Docker Image Cookbook¶
Docker is, essentially, a way to send a self-contained computer called a container to another person. You define the software that goes into the container, and then anyone with Docker installed on their own computer (the “host”) can run your container and access the software inside without that sofware being installed on the host. This is an enormous advantage in distributed computing, where it can be difficult to ensure that software that your own software depends on (“dependencies”) are installed on the computers your code actually runs on.
To use Docker, you write a Dockerfile which tells Docker how to generate an image, which is a blueprint to construct a container. The Dockerfile is a list of instructions, such as shell commands or instructions for Docker to copy files from the build environment into the image. You then tell Docker to “build” the image from the Dockerfile.
For use with HTMap, you then upload this image to Docker Hub, where it can then be downloaded to execute nodes in an HTCondor pool. When your HTMap component lands on an execute node, HTCondor will download your image from Docker Hub and run your code inside it using HTMap.
The following sections describe, roughly in order of increasing complexity, different ways to build Docker images for use with HTMap. Each level of complexity is introduced to solve a more advanced dependency management problem. We recommend reading them in order until reach one that works for your dependencies (each section assumes knowledge of the previous sections).
More detailed information on how Dockerfiles work can be found in the Docker documentation itself This page only covers the bare minimum to get started with HTMap and Docker.
Attention
This recipe only covers using Docker for execute-side dependency management. You still need to install dependencies submit-side to launch your map in the first place!
Can I use HTMap’s default image?¶
HTMap’s default Docker image is htcondor/htmap-exec,
which is itself based on`continuumio/anaconda3 <https://hub.docker.com/r/continuumio/anaconda3/>`_.
It is based on Python 3 and has many useful packages pre-installed, such as numpy
, scipy
, and pandas
.
If your software only depends on packages included in the Anaconda distribution,
you can use HTMap’s default image and won’t need to create your own.
I depend on Python packages that aren’t in the Anaconda distribution¶
Attention
Before proceeding, install Docker on your computer and make an account on Docker Hub.
Let’s pretend that there’s a package called foobar
that your Python function depends on,
but isn’t part of the Anaconda distribution.
You will need to write your own Dockerfile to include this package in your Docker image.
Docker images are built in layers.
You always start a Dockerfile by stating which existing Docker image you’d like to use as your base layer.

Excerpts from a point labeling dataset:
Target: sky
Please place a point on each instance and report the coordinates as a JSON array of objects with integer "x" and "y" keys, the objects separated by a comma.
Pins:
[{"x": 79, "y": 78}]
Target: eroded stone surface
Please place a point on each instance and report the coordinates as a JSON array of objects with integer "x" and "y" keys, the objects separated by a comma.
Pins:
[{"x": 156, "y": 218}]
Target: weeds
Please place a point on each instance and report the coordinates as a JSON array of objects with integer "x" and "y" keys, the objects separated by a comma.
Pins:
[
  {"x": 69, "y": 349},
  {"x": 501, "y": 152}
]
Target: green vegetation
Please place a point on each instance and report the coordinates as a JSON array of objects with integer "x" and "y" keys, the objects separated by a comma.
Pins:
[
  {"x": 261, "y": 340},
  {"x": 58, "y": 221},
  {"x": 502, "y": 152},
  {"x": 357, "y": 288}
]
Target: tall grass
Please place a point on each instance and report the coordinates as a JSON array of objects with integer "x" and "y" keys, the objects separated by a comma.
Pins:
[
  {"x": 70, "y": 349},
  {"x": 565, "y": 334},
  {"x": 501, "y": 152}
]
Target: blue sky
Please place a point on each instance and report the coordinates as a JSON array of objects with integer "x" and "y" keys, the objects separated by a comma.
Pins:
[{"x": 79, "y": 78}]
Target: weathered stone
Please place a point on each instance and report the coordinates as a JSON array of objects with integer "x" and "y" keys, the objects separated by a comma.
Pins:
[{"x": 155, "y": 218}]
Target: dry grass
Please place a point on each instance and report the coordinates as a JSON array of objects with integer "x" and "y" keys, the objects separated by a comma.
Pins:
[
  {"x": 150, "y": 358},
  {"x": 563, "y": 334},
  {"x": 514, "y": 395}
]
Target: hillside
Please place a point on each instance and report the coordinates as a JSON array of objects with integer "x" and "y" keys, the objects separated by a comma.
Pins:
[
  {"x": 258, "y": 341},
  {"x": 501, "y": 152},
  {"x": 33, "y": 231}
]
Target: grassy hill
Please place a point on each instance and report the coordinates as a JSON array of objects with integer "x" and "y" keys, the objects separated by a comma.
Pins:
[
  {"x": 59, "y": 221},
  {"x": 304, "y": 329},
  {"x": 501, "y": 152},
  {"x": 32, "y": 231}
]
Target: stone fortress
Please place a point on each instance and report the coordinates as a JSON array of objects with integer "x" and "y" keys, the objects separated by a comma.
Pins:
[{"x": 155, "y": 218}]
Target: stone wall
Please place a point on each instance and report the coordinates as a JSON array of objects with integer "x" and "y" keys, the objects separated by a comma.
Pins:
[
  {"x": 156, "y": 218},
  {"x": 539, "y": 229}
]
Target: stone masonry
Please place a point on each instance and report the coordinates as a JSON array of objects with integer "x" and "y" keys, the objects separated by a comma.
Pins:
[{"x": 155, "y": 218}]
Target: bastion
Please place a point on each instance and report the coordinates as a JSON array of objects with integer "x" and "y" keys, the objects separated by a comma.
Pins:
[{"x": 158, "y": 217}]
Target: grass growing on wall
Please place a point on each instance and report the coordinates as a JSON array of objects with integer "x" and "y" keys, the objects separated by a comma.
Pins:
...
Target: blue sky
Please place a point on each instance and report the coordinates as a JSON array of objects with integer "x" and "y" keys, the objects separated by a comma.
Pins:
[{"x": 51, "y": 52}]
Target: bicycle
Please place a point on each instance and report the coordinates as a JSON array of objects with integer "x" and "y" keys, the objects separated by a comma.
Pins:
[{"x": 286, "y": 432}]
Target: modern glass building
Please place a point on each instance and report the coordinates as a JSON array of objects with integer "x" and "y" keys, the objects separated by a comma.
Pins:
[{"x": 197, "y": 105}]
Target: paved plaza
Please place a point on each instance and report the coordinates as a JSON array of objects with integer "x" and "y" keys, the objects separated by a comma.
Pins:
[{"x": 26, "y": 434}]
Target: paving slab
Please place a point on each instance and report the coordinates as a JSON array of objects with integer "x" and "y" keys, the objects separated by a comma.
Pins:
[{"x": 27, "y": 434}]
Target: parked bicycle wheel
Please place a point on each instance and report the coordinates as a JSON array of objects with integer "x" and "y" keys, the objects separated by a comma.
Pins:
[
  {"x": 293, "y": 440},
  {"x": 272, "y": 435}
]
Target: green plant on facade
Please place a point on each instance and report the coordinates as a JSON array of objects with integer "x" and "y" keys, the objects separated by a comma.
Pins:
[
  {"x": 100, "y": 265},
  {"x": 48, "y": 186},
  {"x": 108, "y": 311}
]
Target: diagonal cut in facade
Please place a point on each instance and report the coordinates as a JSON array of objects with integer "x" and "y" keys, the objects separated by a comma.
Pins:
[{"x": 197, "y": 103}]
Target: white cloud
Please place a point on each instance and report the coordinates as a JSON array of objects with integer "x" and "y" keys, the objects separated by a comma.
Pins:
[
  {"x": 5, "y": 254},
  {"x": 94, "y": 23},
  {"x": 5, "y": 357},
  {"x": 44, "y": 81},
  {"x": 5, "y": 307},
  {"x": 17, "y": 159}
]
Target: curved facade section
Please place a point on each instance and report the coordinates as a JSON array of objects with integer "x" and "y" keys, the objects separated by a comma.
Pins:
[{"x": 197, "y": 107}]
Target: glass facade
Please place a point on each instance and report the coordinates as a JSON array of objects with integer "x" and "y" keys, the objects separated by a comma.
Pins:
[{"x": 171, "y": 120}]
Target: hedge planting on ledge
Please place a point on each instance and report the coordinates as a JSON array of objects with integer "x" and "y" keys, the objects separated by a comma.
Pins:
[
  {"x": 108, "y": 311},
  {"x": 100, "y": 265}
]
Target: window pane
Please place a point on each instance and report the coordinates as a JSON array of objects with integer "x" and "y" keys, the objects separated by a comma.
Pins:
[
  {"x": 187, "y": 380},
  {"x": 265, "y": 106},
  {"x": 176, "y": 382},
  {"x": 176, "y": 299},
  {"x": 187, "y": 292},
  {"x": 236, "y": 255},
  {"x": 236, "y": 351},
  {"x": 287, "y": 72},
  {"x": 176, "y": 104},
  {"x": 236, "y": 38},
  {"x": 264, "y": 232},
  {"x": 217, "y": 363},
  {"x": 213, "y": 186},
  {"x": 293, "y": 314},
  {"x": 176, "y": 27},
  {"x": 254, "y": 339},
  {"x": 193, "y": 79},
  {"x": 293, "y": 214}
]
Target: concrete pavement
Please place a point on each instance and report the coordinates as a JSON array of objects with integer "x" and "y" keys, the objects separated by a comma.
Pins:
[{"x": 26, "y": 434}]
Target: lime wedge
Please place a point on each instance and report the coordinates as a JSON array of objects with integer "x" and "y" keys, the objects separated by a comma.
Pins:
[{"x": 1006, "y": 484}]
==
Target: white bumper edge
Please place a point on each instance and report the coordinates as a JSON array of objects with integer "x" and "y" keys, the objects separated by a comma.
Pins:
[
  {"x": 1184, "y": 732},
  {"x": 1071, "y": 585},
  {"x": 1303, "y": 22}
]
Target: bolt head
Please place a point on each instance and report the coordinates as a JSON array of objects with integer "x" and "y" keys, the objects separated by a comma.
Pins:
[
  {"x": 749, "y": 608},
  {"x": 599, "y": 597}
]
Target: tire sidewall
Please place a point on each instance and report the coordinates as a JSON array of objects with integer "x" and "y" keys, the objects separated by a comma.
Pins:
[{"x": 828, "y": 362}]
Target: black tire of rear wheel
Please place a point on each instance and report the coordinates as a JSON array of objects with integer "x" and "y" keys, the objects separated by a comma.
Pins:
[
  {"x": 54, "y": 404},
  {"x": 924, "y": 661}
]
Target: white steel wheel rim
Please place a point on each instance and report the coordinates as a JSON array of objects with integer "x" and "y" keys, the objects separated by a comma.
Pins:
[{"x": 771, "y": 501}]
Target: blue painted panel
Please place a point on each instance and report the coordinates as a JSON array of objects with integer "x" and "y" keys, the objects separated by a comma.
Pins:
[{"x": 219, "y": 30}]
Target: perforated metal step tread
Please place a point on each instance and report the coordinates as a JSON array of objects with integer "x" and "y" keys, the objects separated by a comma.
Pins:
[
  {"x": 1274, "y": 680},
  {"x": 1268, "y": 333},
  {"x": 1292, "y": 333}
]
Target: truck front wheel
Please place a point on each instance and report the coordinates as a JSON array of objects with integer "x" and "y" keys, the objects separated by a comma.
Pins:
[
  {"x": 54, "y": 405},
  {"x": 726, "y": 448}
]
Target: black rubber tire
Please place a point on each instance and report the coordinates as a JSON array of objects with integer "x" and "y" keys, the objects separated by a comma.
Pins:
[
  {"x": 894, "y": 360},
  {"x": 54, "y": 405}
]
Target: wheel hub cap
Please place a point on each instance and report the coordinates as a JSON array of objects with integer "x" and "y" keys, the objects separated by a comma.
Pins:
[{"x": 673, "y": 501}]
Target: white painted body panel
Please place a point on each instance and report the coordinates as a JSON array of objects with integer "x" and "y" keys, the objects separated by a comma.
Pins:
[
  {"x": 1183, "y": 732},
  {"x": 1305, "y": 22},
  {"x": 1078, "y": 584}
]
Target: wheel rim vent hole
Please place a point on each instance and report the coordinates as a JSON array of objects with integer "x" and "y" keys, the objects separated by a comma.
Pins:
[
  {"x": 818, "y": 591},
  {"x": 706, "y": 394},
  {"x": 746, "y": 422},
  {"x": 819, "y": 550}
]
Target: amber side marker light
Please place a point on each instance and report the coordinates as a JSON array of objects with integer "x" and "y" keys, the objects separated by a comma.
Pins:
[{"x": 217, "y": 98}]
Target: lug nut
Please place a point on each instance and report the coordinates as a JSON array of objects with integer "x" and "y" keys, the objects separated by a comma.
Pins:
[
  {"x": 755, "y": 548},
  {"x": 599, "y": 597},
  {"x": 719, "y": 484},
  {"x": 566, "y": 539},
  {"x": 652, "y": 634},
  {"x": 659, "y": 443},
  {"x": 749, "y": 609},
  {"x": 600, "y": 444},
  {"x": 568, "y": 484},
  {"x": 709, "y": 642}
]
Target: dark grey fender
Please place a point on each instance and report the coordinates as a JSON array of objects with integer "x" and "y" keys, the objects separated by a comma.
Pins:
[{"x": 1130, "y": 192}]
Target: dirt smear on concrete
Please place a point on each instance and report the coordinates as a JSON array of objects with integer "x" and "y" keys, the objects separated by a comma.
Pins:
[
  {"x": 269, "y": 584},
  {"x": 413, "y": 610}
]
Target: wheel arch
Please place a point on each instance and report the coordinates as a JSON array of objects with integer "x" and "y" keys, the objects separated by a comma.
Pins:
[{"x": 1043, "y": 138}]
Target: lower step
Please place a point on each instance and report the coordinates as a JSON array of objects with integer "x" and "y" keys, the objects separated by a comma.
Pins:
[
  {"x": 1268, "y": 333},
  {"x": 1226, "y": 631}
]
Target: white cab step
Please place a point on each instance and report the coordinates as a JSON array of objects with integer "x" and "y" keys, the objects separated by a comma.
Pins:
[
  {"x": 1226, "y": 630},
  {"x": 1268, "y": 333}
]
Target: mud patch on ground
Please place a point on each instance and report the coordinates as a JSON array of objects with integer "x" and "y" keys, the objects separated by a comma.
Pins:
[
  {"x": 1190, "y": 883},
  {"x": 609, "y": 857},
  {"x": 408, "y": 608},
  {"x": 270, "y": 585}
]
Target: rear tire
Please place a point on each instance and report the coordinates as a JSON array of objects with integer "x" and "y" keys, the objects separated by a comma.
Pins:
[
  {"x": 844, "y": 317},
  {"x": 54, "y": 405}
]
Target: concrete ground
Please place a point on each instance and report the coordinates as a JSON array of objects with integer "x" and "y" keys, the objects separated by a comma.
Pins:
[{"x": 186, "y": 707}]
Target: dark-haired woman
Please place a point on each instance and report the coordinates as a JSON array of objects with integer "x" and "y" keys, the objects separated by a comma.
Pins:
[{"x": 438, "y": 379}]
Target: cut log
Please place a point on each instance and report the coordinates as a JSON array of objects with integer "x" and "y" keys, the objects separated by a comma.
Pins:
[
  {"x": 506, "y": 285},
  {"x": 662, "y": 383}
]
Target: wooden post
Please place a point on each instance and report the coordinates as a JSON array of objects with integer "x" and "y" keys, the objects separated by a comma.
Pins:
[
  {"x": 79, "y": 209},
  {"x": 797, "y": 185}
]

◆ **Brief**:
Can you go on with the Docker image cookbook for HTMap, picking up right after its last sentence about choosing a base layer? The items were taken from a separate source and are not part of the Docker text.

◆ **Result for this exercise**:
A good choice is the same Anaconda image that HTMap uses as the default,
which comes with both the conda
package manager and the standard pip
.
Create a file named Dockerfile
and write this into it:
# Dockerfile
FROM continuumio/anaconda3:latest
ENV PATH=/opt/conda/bin/:${PATH}
RUN pip install --no-cache-dir htmap
ARG USER=htmap
RUN groupadd ${USER} \
&& useradd -m -g ${USER} ${USER}
USER ${USER}
Each line in the Dockerfile starts with a short, capitalized word which tells Docker what kind of build instruction it is.
FROM
means “start with this base image”.RUN
means “execute these shell commands in the container”.ARG
means “set build argument” - it acts like an environment variable that’s only set during the image build.
Lines that begin with a #
are comments in a Dockerfile.
The above lines say that we want to inherit from the image continuumio/anaconda3:latest
and build on top of it.
To be compatible with HTMap, we install htmap
via pip
.
We also set up a non-root user to do the execution, which is important for security.
Naming that user htmap
is arbitrary and has nothing to do with the htmap
package itself.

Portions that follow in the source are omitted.